* [Exercise objective]
Transcribe the entry below about walking to Elyria from "For uninterrupted travel" to "in two minutes.".

* [Excerpt]
January 8th, 2006


the longest journey

I'm back. Still writing my entry about London (and I'm still behind on New Orleans), but I'd like to put that off for a while to say that I did it, I finally did it.

I navigated my way to downtown Elyria from Oberlin without a map. On foot. Without half a clue as to how to get there.

"Elyria? But that's only ten miles away," I can imagine some of you saying.

Only ten miles.

Only ten miles.

For uninterrupted travel on foot, I will never consider "only" to be an appropriate adjective for ten miles again.

Not to mention that, considering the circumlocutious route I took, and the time I went two miles (and back) in the wrong direction down Oberlin-Elyria Road, it was more like seventeen.

Those of you who are automobile owners have no idea how fortunate you are. The way to Elyria seems short because the roads are long and straight, and it is not far if you know the way. Not to mention that you cover an hour's walk in two minutes.

I don't have the energy to go over my trip in detail right now--if it weren't for an enormous pig-out session at Arby's and a good two hours of rest, I'd barely have the energy to think--but rest assured that five continuous hours of walking, followed by half an hour of rest and three more hours of walking, is not an undertaking that should be taken lightly. Especially without preparation, without food, and without a map, in an area that is mostly fields and offers little in the way of food, shelter, or rest. On mostly unpaved road. In below freezing weather. If there's a hard limit on how much the untrained human body can take before it shuts down, I don't think I reached it, but I came closer than I ever had. There were moments of blurry-eyed road madness by the highway (cars streaking by like strokes on a Pollock) when I was honestly unsure I was going to survive--times when I was thinking, with surprising placidity, that my body would not be discovered for hours if my legs gave out and I succumbed to the cold. Indeed, were it not for the grace of God and the generosity of strangers, I would not have stood a chance.

"Five hours," you sneer. "That's nothing."

* [Data extract]

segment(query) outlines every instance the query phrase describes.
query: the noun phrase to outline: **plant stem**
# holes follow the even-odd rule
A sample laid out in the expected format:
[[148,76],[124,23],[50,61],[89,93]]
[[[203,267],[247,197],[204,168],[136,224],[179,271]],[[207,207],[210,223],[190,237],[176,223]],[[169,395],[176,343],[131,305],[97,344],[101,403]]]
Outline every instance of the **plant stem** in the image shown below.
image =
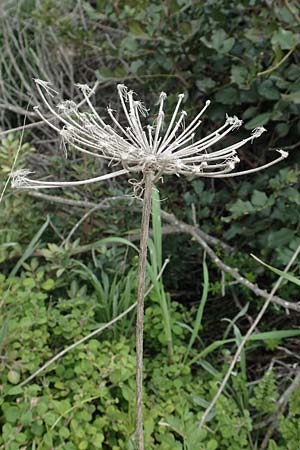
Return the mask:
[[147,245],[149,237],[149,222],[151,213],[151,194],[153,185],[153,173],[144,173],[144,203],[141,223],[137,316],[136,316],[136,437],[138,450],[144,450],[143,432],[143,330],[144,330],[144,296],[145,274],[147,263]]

---

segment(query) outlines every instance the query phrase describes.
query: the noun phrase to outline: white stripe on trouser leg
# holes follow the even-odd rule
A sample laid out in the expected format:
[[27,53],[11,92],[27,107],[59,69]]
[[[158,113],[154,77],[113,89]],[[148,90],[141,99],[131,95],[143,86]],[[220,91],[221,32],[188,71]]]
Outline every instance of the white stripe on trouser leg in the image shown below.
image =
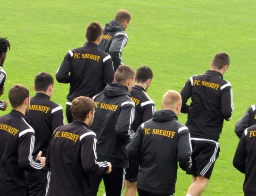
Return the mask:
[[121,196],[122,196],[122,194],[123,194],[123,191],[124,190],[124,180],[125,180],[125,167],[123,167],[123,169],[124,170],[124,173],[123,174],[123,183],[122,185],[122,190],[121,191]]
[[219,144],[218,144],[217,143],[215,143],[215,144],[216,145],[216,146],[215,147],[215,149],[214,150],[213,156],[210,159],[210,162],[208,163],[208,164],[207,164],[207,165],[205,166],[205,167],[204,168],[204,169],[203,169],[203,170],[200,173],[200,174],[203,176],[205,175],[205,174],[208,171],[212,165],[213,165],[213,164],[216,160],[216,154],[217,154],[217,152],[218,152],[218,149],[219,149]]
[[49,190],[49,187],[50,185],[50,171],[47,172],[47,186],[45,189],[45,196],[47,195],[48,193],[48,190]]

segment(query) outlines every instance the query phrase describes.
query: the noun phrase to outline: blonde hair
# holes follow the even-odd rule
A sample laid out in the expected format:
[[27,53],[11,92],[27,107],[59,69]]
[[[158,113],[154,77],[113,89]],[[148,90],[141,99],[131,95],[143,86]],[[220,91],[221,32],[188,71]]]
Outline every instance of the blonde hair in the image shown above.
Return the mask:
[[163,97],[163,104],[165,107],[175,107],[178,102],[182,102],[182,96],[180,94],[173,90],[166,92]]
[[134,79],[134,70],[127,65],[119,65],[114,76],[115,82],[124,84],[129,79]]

* [Exercise result]
For uninterrupted travel on foot, I will never consider "only" to be an appropriate adjective for ten miles again.

Not to mention that, considering the circumlocutious route I took, and the time I went two miles (and back) in the wrong direction down Oberlin-Elyria Road, it was more like seventeen.

Those of you who are automobile owners have no idea how fortunate you are. The way to Elyria seems short because the roads are long and straight, and it is not far if you know the way. Not to mention that you cover an hour's walk in two minutes.